Turn every line of the entries below into a numbered list, skipping blank lines and omitting the pictures.

--- Begin Dataset excerpts ---

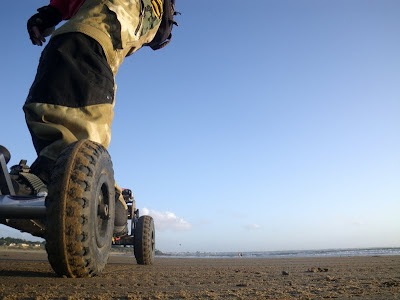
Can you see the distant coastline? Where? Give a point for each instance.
(386, 251)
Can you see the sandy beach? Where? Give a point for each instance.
(28, 275)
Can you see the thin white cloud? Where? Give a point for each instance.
(253, 227)
(167, 220)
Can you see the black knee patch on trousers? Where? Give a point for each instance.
(73, 72)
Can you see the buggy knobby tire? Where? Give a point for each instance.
(80, 210)
(144, 240)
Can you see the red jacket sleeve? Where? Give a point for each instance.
(67, 8)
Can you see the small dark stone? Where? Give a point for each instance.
(242, 284)
(312, 270)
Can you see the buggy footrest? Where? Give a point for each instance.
(22, 207)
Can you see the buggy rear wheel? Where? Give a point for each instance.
(144, 240)
(80, 210)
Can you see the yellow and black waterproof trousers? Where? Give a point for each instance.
(72, 96)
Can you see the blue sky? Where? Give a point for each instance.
(268, 125)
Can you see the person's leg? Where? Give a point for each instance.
(71, 98)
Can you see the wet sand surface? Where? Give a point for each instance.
(28, 275)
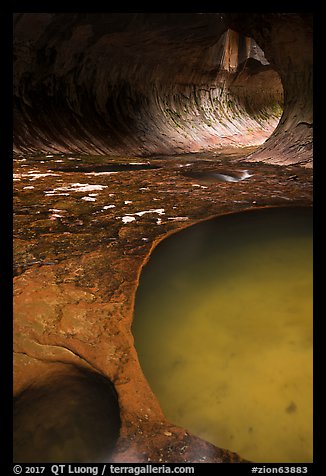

--- End Dataset excerpts ---

## Task output
1. Can you see the distant coastline? Where? Give a point for each instance.
2. (386, 251)
3. Can you see the sandy beach? Where? Give a point for each instance.
4. (28, 275)
5. Can you see the thin white cloud? Where? Give a point for each instance.
6. (253, 227)
7. (167, 220)
8. Can you see the black knee patch on trousers? Where? Give a point for each instance.
9. (73, 72)
10. Can you see the buggy knobby tire? Where? Give a point for each instance.
11. (80, 210)
12. (144, 240)
13. Can you see the red jacket sleeve? Where? Give a point for each instance.
14. (67, 8)
15. Can you see the small dark stone? Where? Give a point for each instance.
16. (242, 284)
17. (312, 270)
18. Can you see the buggy footrest? Where? Give a point for each instance.
19. (22, 207)
20. Can you see the buggy rear wheel? Where? Give a point for each instance.
21. (144, 240)
22. (80, 210)
23. Can you see the yellow and black waterproof trousers? Where? Give a point for each instance.
24. (72, 96)
25. Can you see the blue sky? Where? Give a point for each instance.
26. (268, 125)
27. Can you see the person's leg? Where? Give a point for each instance.
28. (71, 98)
29. Can you see the wet sand surface? Where? Give a point for each instance.
30. (28, 275)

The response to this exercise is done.